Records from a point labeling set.
☆ ☆ ☆

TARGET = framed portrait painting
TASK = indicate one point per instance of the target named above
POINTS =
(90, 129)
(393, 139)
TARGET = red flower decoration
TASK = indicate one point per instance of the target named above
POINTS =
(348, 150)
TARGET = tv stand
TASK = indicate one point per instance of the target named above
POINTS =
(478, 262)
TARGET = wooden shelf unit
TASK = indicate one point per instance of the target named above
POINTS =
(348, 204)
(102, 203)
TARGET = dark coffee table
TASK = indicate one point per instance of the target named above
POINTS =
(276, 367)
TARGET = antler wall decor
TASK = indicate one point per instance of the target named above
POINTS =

☆ ☆ ☆

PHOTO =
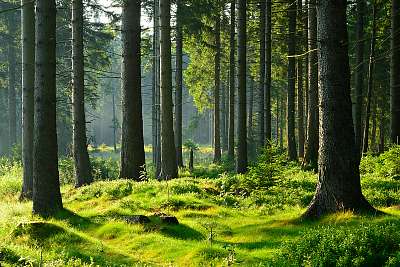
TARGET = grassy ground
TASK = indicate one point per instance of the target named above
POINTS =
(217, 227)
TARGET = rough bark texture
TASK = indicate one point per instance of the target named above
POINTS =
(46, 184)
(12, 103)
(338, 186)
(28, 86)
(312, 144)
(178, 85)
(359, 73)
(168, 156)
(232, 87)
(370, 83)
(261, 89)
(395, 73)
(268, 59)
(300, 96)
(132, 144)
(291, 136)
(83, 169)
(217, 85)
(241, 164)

☆ ☆ ☆

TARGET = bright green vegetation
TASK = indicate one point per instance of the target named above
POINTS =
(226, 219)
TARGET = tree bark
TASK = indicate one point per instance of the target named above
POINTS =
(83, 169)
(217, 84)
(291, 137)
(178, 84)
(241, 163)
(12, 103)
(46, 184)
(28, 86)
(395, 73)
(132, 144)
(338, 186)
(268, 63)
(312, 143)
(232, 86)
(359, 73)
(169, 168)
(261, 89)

☆ ☆ ☆

Short exercise. Filter the records and copy every line that contains the string "bark".

Written solution.
TARGET = rough bark texture
TARGET = tree bark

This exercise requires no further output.